[Start Records for processing]

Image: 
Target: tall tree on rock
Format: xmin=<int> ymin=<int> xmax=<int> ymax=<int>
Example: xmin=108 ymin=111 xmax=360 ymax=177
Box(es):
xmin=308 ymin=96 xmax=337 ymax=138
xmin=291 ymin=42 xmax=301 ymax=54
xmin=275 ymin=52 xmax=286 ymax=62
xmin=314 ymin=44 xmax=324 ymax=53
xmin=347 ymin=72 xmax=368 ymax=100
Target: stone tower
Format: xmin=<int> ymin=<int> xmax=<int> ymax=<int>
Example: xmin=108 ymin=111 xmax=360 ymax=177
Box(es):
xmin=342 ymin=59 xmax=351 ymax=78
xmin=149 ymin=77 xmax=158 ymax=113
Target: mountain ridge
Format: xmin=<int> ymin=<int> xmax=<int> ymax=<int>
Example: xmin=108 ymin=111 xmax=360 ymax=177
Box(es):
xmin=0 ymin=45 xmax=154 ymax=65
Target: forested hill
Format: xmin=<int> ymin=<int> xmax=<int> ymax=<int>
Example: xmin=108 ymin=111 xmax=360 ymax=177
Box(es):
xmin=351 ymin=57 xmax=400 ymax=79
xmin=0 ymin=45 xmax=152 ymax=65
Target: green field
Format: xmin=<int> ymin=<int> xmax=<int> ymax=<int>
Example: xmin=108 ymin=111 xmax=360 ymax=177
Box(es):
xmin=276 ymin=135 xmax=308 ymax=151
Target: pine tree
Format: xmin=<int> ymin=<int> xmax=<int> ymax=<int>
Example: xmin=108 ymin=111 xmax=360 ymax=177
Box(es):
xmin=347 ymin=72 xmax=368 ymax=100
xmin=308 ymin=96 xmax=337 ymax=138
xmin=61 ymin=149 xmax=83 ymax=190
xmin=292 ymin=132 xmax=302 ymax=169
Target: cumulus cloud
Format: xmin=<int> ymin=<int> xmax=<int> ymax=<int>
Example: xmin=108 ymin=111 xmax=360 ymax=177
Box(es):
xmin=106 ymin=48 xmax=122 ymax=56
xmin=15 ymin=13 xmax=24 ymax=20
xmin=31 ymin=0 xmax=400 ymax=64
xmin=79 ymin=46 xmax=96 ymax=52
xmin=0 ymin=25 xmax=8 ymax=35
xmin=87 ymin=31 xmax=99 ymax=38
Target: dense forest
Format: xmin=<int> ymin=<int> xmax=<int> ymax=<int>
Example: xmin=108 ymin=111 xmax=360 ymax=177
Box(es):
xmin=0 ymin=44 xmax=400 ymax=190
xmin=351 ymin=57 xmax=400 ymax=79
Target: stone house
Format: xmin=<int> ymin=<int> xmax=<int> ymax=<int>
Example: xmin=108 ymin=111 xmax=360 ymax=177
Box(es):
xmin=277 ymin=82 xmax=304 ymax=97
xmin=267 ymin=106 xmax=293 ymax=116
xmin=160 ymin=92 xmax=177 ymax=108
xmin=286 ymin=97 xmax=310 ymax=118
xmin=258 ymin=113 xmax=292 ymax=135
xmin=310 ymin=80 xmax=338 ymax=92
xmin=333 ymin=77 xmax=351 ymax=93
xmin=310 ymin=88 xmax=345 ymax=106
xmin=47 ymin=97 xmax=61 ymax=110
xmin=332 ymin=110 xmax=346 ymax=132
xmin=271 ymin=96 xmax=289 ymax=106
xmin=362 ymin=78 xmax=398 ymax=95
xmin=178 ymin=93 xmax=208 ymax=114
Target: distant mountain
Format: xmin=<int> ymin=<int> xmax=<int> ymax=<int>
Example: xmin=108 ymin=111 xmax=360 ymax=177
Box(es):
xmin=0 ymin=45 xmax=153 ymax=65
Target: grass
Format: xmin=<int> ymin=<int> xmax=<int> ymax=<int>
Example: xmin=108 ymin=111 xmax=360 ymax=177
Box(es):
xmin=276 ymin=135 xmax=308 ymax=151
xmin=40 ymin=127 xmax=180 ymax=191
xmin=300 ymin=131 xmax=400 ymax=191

[End Records for processing]

Objective
Arrange the stretch of the records above from the line containing "Target: stone tower" through the line containing "xmin=149 ymin=77 xmax=158 ymax=113" as a numbered list, one line per item, with any blank lines dropped.

Finished answer
1. Target: stone tower
2. Format: xmin=<int> ymin=<int> xmax=<int> ymax=<int>
3. Example: xmin=108 ymin=111 xmax=360 ymax=177
4. Box(es):
5. xmin=342 ymin=59 xmax=351 ymax=78
6. xmin=149 ymin=77 xmax=158 ymax=113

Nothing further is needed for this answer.